DATA TO USE

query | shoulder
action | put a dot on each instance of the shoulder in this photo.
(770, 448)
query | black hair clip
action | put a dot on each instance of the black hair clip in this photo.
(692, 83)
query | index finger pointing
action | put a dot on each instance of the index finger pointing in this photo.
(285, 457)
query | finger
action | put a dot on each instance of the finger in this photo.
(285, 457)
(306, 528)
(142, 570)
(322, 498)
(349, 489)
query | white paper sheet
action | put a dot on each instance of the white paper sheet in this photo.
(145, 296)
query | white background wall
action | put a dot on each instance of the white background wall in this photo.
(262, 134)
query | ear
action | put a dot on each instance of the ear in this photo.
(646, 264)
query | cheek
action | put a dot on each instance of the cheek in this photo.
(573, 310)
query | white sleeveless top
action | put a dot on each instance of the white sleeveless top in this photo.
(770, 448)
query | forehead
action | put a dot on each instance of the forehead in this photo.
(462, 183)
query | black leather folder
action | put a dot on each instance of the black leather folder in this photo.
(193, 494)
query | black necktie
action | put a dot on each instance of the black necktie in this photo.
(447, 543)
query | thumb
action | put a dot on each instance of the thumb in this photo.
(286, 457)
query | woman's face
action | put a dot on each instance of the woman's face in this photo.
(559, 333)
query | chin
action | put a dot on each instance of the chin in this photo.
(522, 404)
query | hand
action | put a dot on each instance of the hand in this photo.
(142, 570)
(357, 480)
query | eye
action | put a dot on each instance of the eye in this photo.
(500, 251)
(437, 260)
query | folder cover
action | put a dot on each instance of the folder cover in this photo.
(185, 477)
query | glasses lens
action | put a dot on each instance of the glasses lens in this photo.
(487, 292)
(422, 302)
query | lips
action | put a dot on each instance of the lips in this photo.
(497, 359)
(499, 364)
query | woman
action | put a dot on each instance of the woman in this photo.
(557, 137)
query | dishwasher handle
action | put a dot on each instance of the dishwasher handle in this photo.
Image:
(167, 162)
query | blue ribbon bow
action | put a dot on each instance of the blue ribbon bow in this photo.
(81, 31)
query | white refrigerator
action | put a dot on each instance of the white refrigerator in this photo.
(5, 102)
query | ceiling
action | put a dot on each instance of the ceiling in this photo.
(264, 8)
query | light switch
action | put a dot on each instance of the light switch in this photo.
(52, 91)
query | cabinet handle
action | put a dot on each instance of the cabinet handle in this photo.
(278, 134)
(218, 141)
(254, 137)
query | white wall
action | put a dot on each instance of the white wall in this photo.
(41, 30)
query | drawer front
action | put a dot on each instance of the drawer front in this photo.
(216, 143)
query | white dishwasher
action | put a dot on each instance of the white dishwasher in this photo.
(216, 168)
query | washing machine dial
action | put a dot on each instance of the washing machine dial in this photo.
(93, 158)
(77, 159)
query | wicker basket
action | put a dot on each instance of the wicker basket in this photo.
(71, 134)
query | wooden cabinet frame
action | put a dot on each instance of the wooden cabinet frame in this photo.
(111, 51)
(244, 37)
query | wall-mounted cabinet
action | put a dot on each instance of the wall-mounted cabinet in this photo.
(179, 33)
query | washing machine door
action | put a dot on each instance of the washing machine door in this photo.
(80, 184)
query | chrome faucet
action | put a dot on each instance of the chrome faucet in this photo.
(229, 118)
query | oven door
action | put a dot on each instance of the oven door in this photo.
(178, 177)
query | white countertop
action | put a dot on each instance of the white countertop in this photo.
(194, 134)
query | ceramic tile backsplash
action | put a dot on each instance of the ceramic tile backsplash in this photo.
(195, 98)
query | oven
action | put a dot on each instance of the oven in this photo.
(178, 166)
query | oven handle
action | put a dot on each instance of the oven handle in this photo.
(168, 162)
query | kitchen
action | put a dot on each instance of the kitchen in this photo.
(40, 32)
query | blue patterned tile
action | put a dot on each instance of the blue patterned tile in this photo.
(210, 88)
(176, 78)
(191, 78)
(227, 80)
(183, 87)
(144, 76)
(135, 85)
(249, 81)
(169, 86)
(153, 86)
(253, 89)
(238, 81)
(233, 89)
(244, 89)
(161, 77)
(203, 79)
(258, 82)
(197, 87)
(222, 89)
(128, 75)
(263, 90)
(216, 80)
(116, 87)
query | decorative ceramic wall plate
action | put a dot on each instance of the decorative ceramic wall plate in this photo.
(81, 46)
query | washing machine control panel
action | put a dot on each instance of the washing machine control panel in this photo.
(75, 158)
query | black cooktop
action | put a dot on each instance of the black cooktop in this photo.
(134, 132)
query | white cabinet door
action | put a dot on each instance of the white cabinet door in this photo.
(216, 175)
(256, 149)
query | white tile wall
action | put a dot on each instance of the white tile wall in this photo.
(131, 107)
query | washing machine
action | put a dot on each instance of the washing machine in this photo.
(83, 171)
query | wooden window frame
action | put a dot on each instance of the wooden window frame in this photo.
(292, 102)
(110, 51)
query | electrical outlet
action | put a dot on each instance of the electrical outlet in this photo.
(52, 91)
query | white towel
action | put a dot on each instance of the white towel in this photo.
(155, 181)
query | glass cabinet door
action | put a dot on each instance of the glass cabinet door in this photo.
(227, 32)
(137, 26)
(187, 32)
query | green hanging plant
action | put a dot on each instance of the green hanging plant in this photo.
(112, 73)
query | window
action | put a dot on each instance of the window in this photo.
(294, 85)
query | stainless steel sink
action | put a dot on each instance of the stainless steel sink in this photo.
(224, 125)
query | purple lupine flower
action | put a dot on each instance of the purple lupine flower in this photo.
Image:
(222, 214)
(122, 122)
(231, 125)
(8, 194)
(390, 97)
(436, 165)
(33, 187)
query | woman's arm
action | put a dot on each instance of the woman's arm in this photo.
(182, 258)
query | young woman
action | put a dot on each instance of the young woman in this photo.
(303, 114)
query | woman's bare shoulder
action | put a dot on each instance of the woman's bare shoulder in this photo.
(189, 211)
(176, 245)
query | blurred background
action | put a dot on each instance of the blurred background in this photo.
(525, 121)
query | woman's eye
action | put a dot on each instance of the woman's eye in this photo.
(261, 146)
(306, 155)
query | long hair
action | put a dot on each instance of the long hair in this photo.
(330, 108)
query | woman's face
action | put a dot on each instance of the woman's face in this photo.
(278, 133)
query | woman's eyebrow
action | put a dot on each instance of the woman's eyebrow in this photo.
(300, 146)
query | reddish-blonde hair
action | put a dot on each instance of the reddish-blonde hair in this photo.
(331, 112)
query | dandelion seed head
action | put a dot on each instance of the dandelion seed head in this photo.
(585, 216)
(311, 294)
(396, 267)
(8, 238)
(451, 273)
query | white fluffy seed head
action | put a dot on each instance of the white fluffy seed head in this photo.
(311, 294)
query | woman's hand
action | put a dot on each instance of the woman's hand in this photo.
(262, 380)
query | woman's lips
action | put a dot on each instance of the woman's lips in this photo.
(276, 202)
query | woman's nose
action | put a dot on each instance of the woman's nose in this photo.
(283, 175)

SET PROBLEM
Rewrite all of the entries above, replacing every "put a dot on" with "mark" and leaving everything else as it is.

THE COMPLETED TASK
query | shoulder
action | mark each instance of the shoulder in this photo.
(770, 448)
query | black hair clip
action | mark each instance of the black hair clip in this photo.
(692, 83)
query | index finger pointing
action | mark each instance of the index finger pointing in this photo.
(285, 457)
query | finger
action | mark each instance of the finger in this photo.
(285, 457)
(306, 528)
(142, 570)
(322, 498)
(349, 489)
query | white paper sheet
action | mark each instance of the white paper sheet in this photo.
(145, 296)
query | white background wall
action | mark each instance of the white background wall in this photo.
(262, 134)
query | ear
action | mark each instance of the ear in this photo.
(646, 264)
query | cheek
action | mark each instance of the cheek in this photo.
(573, 310)
query | white sleeveless top
action | mark each instance of the white sleeveless top in this photo.
(770, 448)
query | forehead
action | mark each instance of the forehead in this photo.
(462, 183)
query | black leather folder
action | mark each instance of the black leather folder in this photo.
(193, 494)
query | black necktie
action | mark each instance of the black necktie in this photo.
(447, 543)
query | thumb
action | mark each instance of the thumb in this photo.
(286, 457)
query | woman's face
action | mark each instance of the woman's face in this photo.
(559, 333)
query | chin
action | mark each instance of the chin in this photo.
(522, 404)
query | hand
action | mark each instance of the hand in this photo.
(142, 570)
(357, 480)
query | eye
action | mark each instance of the eye in this photo.
(500, 251)
(437, 260)
query | folder cover
action | mark each instance of the folder cover in this photo.
(185, 477)
query | glasses lens
action | mark each instance of the glasses lens in this photo.
(487, 292)
(422, 302)
query | lips
action | mark each instance of the lips in this photo.
(497, 359)
(499, 364)
query | woman
action | mark each instance of the woman in this photo.
(557, 137)
query | dishwasher handle
action | mark each instance of the dishwasher handle in this photo.
Image:
(167, 162)
query | blue ribbon bow
action | mark each instance of the blue ribbon bow in this photo.
(81, 31)
query | white refrigerator
action | mark each instance of the white refrigerator in this photo.
(5, 102)
query | ceiling
action | mark each instance of the ceiling in this photo.
(264, 8)
query | light switch
action | mark each instance of the light switch in this photo.
(52, 91)
query | cabinet handle
action | mark each instance of the cabinet handle in this photo.
(278, 134)
(218, 141)
(254, 137)
query | white wall
action | mark each instance of the white wall in this photo.
(41, 30)
query | drawer front
action | mark each instance of the drawer front in this photo.
(216, 143)
query | white dishwasher
action | mark each instance of the white dishwasher in this photo.
(216, 168)
query | washing machine dial
action | mark each instance of the washing machine dial in this photo.
(93, 158)
(77, 159)
query | wicker basket
action | mark each instance of the wicker basket in this photo.
(71, 134)
query | wooden cabinet frame
action | mark each instance of the wooden cabinet frame in this photo.
(111, 51)
(244, 37)
query | wall-mounted cabinet
action | mark each instance of the wall-mounted cabinet in this photo.
(179, 33)
query | washing machine door
action | mark each instance of the washing machine door in this photo.
(80, 184)
query | chrome faucet
action | mark each instance of the chrome faucet in this photo.
(229, 118)
query | oven door
action | mark each instance of the oven door in this photo.
(178, 177)
query | white countertop
action | mark each instance of the white countertop in this photo.
(194, 134)
query | ceramic tile backsplash
action | mark each instance of the ceramic tile backsplash in this photo.
(195, 98)
query | oven
action | mark each instance of the oven in this photo.
(178, 166)
query | oven handle
action | mark each instance of the oven handle in this photo.
(168, 162)
query | kitchen
action | mark each instance of the kitchen in this photo.
(40, 32)
query | blue patterned tile
action | mark each instance of the blue patterned tile in this photo.
(210, 88)
(176, 78)
(191, 78)
(227, 80)
(183, 87)
(144, 76)
(135, 85)
(249, 81)
(169, 86)
(153, 86)
(253, 89)
(238, 81)
(233, 89)
(244, 89)
(161, 77)
(203, 79)
(258, 82)
(197, 87)
(222, 89)
(128, 75)
(263, 90)
(216, 80)
(116, 87)
query | decorative ceramic wall plate
action | mark each instance of the decorative ceramic wall plate in this photo.
(81, 46)
query | washing machine control panel
action | mark each instance of the washing machine control panel in this photo.
(75, 158)
query | black cooktop
action | mark each instance of the black cooktop in this photo.
(134, 132)
query | white cabinet door
action | mark each instance of the white cabinet door in this photo.
(216, 175)
(256, 149)
query | white tile wall
action | mark each instance of the white tile wall in this photo.
(131, 107)
query | washing machine
action | mark each instance of the washing machine in this photo.
(83, 171)
query | wooden window frame
action | mark each instance of the wooden window frame in this photo.
(292, 102)
(110, 51)
query | electrical outlet
action | mark each instance of the electrical outlet in this photo.
(52, 91)
query | white towel
action | mark each instance of the white towel in this photo.
(155, 181)
query | glass cabinet door
action | mark each instance of the glass cabinet door in this photo.
(227, 32)
(137, 26)
(187, 32)
query | green hanging plant
action | mark each instance of the green hanging plant in this photo.
(112, 73)
query | window
action | mark each instance of the window in this photo.
(294, 85)
query | stainless steel sink
action | mark each instance of the stainless steel sink in this photo.
(224, 125)
query | purple lupine flower
action | mark each instance of the purple lupine flower in this photo.
Image:
(222, 214)
(122, 122)
(231, 125)
(8, 194)
(390, 97)
(436, 165)
(33, 187)
query | woman's arm
action | mark each instance of the woman's arm in this photo.
(182, 258)
query | young woman
action | mark each instance of the young woman in this photo.
(303, 114)
query | woman's bare shoulder
action | mark each instance of the woman's bare shoulder in this photo.
(189, 211)
(176, 245)
query | blurred background
action | mark each instance of the blurred background in this photo.
(525, 121)
query | woman's eye
action | mark each instance of the woman's eye in this photo.
(261, 146)
(306, 155)
query | long hair
action | mark each instance of the long hair in this photo.
(330, 108)
query | woman's face
action | mark each instance of the woman's face in this photo.
(278, 133)
query | woman's eyebrow
action | mark each instance of the woman's eyebrow in this photo.
(300, 146)
query | reddish-blonde hair
action | mark each instance of the reddish-blonde hair in this photo.
(331, 112)
query | dandelion seed head
action | mark each instance of the dandelion seed head in this photo.
(585, 216)
(311, 294)
(396, 267)
(8, 238)
(451, 273)
query | white fluffy seed head
action | mark each instance of the white fluffy seed head in this photo.
(311, 294)
query | woman's hand
action | mark each instance of the woman's hand in this photo.
(262, 380)
query | woman's lips
action | mark each instance of the woman's lips in this photo.
(276, 202)
query | woman's nose
action | mark each instance of the woman's nose in this photo.
(283, 175)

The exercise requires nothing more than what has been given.